Required action
In your answer, print each of the records below exactly.

=-=-=

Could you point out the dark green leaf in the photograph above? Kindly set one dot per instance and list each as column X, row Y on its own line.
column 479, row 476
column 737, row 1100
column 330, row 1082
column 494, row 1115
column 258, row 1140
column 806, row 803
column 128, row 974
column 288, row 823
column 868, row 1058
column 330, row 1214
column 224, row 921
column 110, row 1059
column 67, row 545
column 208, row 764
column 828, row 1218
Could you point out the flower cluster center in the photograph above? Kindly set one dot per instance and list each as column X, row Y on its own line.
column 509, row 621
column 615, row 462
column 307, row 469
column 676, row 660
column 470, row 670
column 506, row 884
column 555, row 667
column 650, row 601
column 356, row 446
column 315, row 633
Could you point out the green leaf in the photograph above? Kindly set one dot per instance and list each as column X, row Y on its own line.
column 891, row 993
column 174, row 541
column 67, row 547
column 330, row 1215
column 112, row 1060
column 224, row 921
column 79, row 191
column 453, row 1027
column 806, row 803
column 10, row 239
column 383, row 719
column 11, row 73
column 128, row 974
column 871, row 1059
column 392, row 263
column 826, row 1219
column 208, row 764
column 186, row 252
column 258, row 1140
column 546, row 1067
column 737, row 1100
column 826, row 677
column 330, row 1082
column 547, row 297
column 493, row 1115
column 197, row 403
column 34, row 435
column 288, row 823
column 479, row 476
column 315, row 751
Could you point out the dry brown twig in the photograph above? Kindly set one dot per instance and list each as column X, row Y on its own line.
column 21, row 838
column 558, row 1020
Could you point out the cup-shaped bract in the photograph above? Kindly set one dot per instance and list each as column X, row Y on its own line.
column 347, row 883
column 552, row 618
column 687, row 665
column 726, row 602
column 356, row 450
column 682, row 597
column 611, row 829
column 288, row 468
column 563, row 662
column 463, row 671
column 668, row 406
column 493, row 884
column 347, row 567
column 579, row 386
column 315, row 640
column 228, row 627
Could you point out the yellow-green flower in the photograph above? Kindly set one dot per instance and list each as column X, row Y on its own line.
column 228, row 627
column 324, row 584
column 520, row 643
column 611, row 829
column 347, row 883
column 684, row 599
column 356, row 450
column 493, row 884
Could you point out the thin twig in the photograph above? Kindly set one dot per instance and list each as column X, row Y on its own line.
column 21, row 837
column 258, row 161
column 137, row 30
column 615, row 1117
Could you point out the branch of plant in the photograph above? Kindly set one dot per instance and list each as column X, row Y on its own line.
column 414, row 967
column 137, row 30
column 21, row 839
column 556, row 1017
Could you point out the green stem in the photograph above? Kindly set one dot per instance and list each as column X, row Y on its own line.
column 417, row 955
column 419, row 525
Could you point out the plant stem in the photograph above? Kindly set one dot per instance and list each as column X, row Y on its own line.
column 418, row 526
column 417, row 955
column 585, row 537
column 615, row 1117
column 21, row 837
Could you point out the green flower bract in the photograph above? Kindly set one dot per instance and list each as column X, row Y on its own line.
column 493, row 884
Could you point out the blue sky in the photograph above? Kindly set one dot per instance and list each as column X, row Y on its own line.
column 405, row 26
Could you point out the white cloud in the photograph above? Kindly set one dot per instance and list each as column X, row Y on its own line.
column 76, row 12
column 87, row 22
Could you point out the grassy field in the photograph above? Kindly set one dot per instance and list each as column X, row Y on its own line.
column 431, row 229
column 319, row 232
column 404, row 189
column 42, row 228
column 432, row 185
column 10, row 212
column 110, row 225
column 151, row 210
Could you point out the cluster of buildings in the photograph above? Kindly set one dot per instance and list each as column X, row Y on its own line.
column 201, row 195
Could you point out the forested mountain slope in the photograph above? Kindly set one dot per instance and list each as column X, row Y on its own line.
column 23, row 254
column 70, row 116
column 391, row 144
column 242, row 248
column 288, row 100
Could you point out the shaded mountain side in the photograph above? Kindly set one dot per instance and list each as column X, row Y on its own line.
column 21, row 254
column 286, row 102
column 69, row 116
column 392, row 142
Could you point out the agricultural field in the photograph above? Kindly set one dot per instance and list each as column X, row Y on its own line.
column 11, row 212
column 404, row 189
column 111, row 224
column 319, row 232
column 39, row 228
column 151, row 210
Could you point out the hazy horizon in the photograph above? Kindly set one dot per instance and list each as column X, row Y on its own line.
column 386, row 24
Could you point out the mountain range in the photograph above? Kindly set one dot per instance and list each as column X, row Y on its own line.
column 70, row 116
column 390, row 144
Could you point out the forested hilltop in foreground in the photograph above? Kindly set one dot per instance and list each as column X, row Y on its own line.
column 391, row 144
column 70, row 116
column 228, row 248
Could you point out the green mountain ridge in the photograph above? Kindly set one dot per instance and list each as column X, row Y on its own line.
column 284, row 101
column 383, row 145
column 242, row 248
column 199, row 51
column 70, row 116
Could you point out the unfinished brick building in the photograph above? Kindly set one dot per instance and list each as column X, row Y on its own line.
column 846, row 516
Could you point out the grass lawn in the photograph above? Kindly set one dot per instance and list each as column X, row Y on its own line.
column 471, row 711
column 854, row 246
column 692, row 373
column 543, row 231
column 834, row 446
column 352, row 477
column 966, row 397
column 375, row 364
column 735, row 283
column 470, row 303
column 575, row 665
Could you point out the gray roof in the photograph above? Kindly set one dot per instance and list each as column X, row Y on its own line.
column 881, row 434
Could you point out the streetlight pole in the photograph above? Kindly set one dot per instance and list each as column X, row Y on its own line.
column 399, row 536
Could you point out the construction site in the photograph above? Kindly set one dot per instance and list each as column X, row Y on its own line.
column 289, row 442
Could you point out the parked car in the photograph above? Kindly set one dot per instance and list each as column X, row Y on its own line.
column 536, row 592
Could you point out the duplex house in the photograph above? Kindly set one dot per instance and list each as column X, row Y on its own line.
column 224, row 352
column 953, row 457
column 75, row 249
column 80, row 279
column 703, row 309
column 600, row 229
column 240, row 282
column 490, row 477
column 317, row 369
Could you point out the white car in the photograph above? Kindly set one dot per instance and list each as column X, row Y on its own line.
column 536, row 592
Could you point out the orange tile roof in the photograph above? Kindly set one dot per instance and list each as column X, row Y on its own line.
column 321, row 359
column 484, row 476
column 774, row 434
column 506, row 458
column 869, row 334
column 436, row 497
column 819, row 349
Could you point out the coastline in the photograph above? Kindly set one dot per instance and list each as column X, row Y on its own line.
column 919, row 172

=-=-=

Your solution
Could you point out the dark green leaf in the photograph above? Kindly set one dot per instance and list each as column X, row Y on its own line.
column 479, row 476
column 737, row 1100
column 330, row 1082
column 494, row 1115
column 258, row 1140
column 806, row 803
column 128, row 974
column 288, row 823
column 868, row 1058
column 330, row 1214
column 224, row 921
column 110, row 1059
column 67, row 545
column 208, row 764
column 828, row 1218
Could you point out the flower cluster center in the photograph above? Kindly set one dot per instance and list each as column X, row Y on its own line.
column 509, row 621
column 615, row 462
column 307, row 469
column 676, row 660
column 470, row 670
column 506, row 884
column 555, row 667
column 650, row 601
column 356, row 446
column 315, row 633
Could you point out the green leaf in the photograph above? Kindly set one dot per instance and list each as column X, row Y on its own line.
column 891, row 993
column 174, row 541
column 67, row 547
column 330, row 1215
column 112, row 1060
column 224, row 921
column 79, row 191
column 453, row 1027
column 806, row 803
column 10, row 239
column 383, row 719
column 11, row 73
column 128, row 974
column 871, row 1059
column 392, row 263
column 826, row 1219
column 208, row 764
column 186, row 252
column 258, row 1140
column 546, row 1067
column 737, row 1100
column 826, row 677
column 330, row 1082
column 547, row 297
column 493, row 1115
column 197, row 403
column 34, row 435
column 288, row 823
column 479, row 476
column 315, row 751
Could you point out the dry brown twig in the photograph above? Kindly set one dot per instance and list each as column X, row Y on its own line.
column 21, row 838
column 558, row 1020
Could you point out the cup-shaped bract in the photograph above? Kindly set one dot per instance and list each as column X, row Y on its own line.
column 347, row 883
column 552, row 618
column 687, row 665
column 726, row 602
column 356, row 450
column 682, row 597
column 611, row 829
column 288, row 468
column 563, row 662
column 463, row 671
column 668, row 406
column 493, row 884
column 347, row 567
column 579, row 386
column 315, row 640
column 228, row 627
Could you point out the yellow-green flower in the photograph above? Kindly set one dot per instance and list each as column X, row Y on its own line.
column 228, row 627
column 324, row 584
column 520, row 643
column 611, row 829
column 347, row 883
column 684, row 599
column 356, row 450
column 493, row 884
Could you point out the thin twig in the photograph above? Kindly set one dot per instance and list each as column X, row Y on its own line.
column 21, row 837
column 258, row 161
column 137, row 30
column 615, row 1117
Could you point out the branch of plant in the photograph above? Kindly set one dot per instance and list each as column X, row Y on its own line.
column 414, row 967
column 137, row 30
column 21, row 839
column 556, row 1017
Could you point out the green stem in the photograph above? Kindly set one dot per instance and list each as column X, row Y on its own line.
column 417, row 955
column 419, row 525
Could you point out the plant stem in the photograph above? Kindly set one dot per instance and list each as column X, row Y on its own line.
column 418, row 526
column 417, row 955
column 585, row 537
column 615, row 1117
column 21, row 837
Could you point out the green flower bract in the photograph above? Kindly set one dot per instance and list each as column X, row Y on its own line.
column 493, row 884
Could you point out the blue sky in the photograph above? Kindly set one dot per instance and list each as column X, row Y on its own line.
column 405, row 26
Could you point out the white cloud in the photograph above? Kindly set one dot per instance and list each as column X, row Y on its own line.
column 76, row 12
column 87, row 22
Could you point out the grassy field in the photograph above? Kindly set one dot per instance and list each as column X, row Y on its own line.
column 431, row 229
column 319, row 232
column 404, row 189
column 42, row 228
column 432, row 185
column 10, row 212
column 110, row 225
column 151, row 210
Could you point out the cluster of buildings in the photograph above? Kindly set one dot per instance and list each as column X, row Y on its own line.
column 201, row 195
Could you point out the forested mountain slope in the photograph above? Kindly set one dot per instance and list each as column X, row Y on its own line.
column 23, row 254
column 70, row 116
column 391, row 144
column 242, row 248
column 288, row 100
Could you point out the shaded mountain side in the photograph above? Kindly set one dot per instance and list each as column X, row Y on its own line.
column 21, row 254
column 286, row 102
column 69, row 116
column 392, row 142
Could you point out the agricultural field in the photograph above? Kindly set one dot per instance and list each as column X, row Y on its own line.
column 11, row 212
column 404, row 189
column 111, row 224
column 319, row 232
column 39, row 228
column 151, row 210
Could you point out the hazy horizon in the photograph above? Kindly set one dot per instance and list each as column X, row Y on its own line.
column 386, row 24
Could you point out the mountain range in the photograph above? Kindly set one dot per instance and list each as column X, row Y on its own line.
column 70, row 116
column 390, row 144
Could you point out the forested hilltop in foreground in the photograph above? Kindly set one dot per instance and list each as column X, row Y on its own line.
column 391, row 144
column 70, row 116
column 228, row 248
Could you point out the green mountain ridge in the photograph above? Kindly set one dot per instance and list each as column X, row Y on its own line.
column 284, row 101
column 383, row 145
column 242, row 248
column 199, row 51
column 70, row 116
Could you point out the unfinished brick building in the photograph above? Kindly set one dot per instance and list each as column X, row Y on its own line.
column 846, row 516
Could you point out the grass lawn in the photograph above? Kindly set one dot per instance and list each as column X, row Y on its own line.
column 471, row 711
column 854, row 246
column 692, row 373
column 543, row 231
column 834, row 446
column 352, row 477
column 966, row 397
column 375, row 364
column 735, row 283
column 470, row 303
column 575, row 665
Could you point out the gray roof in the photograph above? Kindly set one dot per instance and list each as column X, row Y on its own line.
column 881, row 434
Could you point out the streetlight pole in the photograph above? Kindly set one dot per instance and list each as column X, row Y on its own line.
column 399, row 536
Could you point out the construction site in the photograph above? Kindly set one dot per instance and list each as column X, row Y on its own line.
column 289, row 442
Could you point out the parked car in the photograph above? Kindly set one dot per instance and list each as column X, row Y on its own line.
column 536, row 592
Could you point out the duplex house in the photograph above? Kindly set one dot per instance and list each as column X, row Y on its own line.
column 224, row 352
column 953, row 457
column 75, row 249
column 80, row 279
column 703, row 309
column 600, row 229
column 240, row 282
column 490, row 477
column 317, row 369
Could you point out the white car in the photograph above? Kindly set one dot per instance and list each as column X, row Y on its own line.
column 536, row 592
Could you point out the orange tile roof in the photograph above? Kindly set one dot per instance and list each as column X, row Y on its own line.
column 321, row 359
column 484, row 476
column 774, row 434
column 506, row 458
column 869, row 334
column 436, row 497
column 819, row 349
Could you point out the coastline in the photograph above? Kindly set one dot per instance and list each as column X, row Y on its own line.
column 919, row 172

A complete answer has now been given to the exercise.